**EXERCISE AIM**. In the ClassPharmer Suite text below, which module serves as the core unit for the Suite?

**DOCUMENT SEGMENT**.
== Segment start ==

CLASSPHARMER SUITE, A DESKTOP SOLUTION FOR SCREENING DATA ANALYSIS
Vincent Vivien, Christos A. Nicolaou, Patricia A. Bacha; Bioreason, 67300 Schiltigheim, France
Bioreason's ClassPharmer software suite is designed to provide an automated mechanism for the generation and archiving of class-based knowledge derived from primary and secondary screening data. The Suite is made up of a core unit that serves as the primary interface and one or more functional modules.
ClassViewer allows the user to view, manipulate, and export information about identified classes and compounds in formats that can be understood by other analytical tools and serves as the core unit for the Suite.
CompoundClassifier takes small molecule training data and identifies 2D structural classes of compounds that are homogenous with respect to a learned maximum common substructure.
ClassImporter converts user-defined classes of compounds into a format that is readable by the Suite and calculates class maximum common substructures for use with all of the other modules.

== Segment end ==

**INFORMATION**.
== Segment start ==

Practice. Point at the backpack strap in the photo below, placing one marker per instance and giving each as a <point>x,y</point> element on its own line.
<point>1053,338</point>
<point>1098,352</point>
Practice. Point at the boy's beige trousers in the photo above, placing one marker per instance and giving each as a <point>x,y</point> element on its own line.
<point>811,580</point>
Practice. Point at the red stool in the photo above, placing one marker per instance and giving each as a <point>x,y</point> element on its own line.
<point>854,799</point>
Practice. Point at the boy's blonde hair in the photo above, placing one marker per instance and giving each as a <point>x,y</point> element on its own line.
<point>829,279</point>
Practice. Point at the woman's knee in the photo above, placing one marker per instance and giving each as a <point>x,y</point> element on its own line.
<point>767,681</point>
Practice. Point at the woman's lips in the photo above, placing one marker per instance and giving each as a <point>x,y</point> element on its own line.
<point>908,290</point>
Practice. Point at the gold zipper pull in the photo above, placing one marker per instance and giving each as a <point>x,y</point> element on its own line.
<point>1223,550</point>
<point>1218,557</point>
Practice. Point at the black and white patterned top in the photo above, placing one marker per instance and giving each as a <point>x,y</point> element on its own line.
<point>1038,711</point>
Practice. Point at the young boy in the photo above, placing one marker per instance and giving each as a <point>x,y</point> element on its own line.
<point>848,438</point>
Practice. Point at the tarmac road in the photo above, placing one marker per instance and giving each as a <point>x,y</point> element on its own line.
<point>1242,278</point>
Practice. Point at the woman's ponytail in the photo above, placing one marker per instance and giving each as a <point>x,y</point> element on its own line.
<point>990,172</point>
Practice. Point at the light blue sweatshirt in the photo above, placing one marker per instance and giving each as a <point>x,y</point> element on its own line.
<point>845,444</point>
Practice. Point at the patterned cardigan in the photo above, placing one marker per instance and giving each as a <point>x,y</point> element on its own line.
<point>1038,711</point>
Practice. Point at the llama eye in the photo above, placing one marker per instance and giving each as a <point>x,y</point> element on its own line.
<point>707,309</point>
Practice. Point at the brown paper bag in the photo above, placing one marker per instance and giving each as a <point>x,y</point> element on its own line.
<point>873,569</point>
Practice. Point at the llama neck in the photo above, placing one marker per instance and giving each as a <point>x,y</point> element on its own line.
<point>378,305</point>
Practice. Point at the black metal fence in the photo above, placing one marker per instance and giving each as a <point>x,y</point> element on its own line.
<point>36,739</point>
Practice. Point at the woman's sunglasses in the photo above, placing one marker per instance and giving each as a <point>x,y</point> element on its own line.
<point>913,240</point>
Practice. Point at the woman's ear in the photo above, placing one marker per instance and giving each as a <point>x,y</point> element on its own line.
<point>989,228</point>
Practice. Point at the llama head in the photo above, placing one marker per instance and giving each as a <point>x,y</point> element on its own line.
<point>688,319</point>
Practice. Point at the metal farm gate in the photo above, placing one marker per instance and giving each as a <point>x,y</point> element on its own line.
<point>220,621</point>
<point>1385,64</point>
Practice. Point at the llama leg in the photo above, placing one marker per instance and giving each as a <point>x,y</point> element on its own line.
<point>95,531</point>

== Segment end ==

**WRITTEN RESPONSE**. ClassViewer